» **AIM**
Reproduce each line exactly.

━━━━━━

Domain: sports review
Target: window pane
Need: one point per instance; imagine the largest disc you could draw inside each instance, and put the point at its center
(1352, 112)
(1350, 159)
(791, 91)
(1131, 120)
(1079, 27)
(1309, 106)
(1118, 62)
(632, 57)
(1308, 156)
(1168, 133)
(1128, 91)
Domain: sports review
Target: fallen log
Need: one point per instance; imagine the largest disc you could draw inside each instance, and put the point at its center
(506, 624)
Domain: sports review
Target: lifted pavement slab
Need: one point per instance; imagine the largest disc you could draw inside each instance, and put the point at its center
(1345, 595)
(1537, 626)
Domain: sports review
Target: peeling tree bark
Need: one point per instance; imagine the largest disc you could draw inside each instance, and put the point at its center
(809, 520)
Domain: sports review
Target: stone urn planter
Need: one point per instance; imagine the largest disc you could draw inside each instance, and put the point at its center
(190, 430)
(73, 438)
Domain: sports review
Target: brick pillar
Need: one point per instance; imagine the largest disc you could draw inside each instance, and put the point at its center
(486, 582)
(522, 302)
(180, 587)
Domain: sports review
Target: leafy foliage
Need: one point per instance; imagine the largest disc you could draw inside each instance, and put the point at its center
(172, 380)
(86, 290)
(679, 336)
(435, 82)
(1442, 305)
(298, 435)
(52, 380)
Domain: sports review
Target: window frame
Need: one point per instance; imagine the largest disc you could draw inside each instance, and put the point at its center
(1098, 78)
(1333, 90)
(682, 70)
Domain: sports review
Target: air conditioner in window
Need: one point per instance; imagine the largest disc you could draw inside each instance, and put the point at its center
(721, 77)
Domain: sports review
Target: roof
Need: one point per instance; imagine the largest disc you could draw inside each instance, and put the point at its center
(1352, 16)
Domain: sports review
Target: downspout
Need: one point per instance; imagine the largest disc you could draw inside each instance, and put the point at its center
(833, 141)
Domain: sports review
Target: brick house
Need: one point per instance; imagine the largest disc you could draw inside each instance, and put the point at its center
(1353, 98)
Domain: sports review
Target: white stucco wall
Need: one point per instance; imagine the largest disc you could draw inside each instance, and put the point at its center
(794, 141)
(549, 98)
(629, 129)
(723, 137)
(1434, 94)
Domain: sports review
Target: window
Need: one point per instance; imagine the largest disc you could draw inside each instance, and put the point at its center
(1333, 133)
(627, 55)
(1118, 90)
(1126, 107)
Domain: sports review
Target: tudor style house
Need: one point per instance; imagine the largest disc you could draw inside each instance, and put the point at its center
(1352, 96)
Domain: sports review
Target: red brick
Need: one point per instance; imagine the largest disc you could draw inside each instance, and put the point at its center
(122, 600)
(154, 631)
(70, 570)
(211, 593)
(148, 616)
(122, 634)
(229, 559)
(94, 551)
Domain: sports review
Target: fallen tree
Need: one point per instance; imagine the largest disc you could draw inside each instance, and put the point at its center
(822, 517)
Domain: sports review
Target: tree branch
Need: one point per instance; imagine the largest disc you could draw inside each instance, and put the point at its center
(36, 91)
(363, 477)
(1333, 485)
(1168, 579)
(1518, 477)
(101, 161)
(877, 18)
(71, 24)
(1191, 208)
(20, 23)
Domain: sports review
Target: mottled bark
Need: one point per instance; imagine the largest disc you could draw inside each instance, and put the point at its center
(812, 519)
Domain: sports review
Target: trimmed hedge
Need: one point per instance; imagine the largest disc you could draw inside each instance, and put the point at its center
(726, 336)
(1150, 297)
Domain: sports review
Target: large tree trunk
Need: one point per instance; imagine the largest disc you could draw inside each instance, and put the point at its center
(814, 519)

━━━━━━

» **THE SOLUTION**
Domain: sports review
Target: window pane
Need: one point per instance; imagine the largest disc you could draw inside each instance, and put the point at its center
(1352, 112)
(1350, 159)
(791, 91)
(1131, 120)
(1079, 27)
(1309, 106)
(1118, 62)
(632, 57)
(1308, 156)
(1168, 133)
(1128, 91)
Domain: sports review
Target: fallen log
Need: one point per instance; imagine the largest disc you could draw inside each instance, and put the point at its center
(506, 624)
Domain: sports review
Target: lifted pavement slab
Need: one point per instance; imagine the largest disc you could draw inside each instance, and put the point at its center
(1345, 595)
(1537, 626)
Domain: sports review
Target: peeling tree bark
Need: one point per instance; imagine the largest disc you could draw inside each instance, and put the point at its center
(809, 520)
Domain: sports review
Target: stone urn planter
Need: one point per instance; imagine the largest disc you could draw inside each instance, and put the point at its center
(190, 430)
(73, 438)
Domain: sports review
Target: brick pillar
Need: one point per instance; imagine the largest disc you could draw inside each instance, and put the point at its center
(486, 582)
(522, 302)
(180, 587)
Domain: sports review
Target: leafy foliage
Need: one point per instance; imagine the largest disc you could draw inside each instance, and put the point at its center
(172, 380)
(86, 290)
(679, 336)
(435, 82)
(1442, 305)
(298, 435)
(52, 380)
Domain: sports review
Target: window frame
Need: one point per instance; imagine the largest disc you could draw inside each instance, and put the point at its center
(1098, 78)
(1333, 90)
(682, 70)
Domain: sports review
Target: air conditioner in window
Need: one point per instance; imagine the largest disc you could draw inside each instance, and put the point at its center
(721, 77)
Domain: sports review
Target: roof
Need: one point per instance; imagine the largest disc you could draw inside each instance, and put the point at its center
(1352, 16)
Domain: sports review
Target: downspout
Need: one point per instance; imagine the largest disc you could draw inside each instance, and put the point at its center
(833, 141)
Domain: sports review
Target: brick house
Need: one point per instance; imagine the largest disc you could draw inside each instance, and put the point at its center
(1353, 98)
Domain: sports review
Target: white stucco wall
Need: one point per instance; imagine the largest disc you could draw inside each instance, and put the point at its center
(794, 141)
(549, 98)
(629, 129)
(723, 137)
(1434, 94)
Domain: sports review
Target: window
Need: one point per instance; imagine the largest disc you could draw inside each instance, and put the point at its center
(1333, 133)
(627, 55)
(1118, 90)
(1126, 107)
Domain: sports review
Target: tudor style house
Need: one point per instance; imagine the largest disc you could draw inside each instance, and put the point at its center
(1352, 96)
Domain: sports review
Target: red brick
Need: one point per instance; imagine the largest disc you could draw inside each instance, and put the point at its center
(122, 600)
(154, 631)
(70, 570)
(211, 593)
(148, 616)
(122, 634)
(229, 559)
(94, 551)
Domain: sports review
Target: fallen tree
Need: one point per instance; imagine the largest disc you could draw inside each instance, and put the point at its center
(822, 517)
Domain: sports review
Target: tree branch
Need: one point per instance; imagine the largest disc you could draw inside each instance, and put the point at its center
(36, 91)
(363, 477)
(1333, 485)
(1168, 579)
(1518, 477)
(101, 161)
(877, 18)
(71, 24)
(1191, 208)
(20, 23)
Domain: sports review
Target: mottled bark
Need: one point per instance; imagine the largest disc you could draw inside each instance, and put the point at its center
(812, 519)
Domain: sports review
Target: trimmed hedge
Need: one point per instance; imagine the largest disc you could draw inside each instance, and put the point at its center
(726, 336)
(1150, 297)
Domain: sports review
Target: large tree trunk
Need: one point per instance; imagine the largest disc you could draw inside each instance, and put the point at its center
(814, 519)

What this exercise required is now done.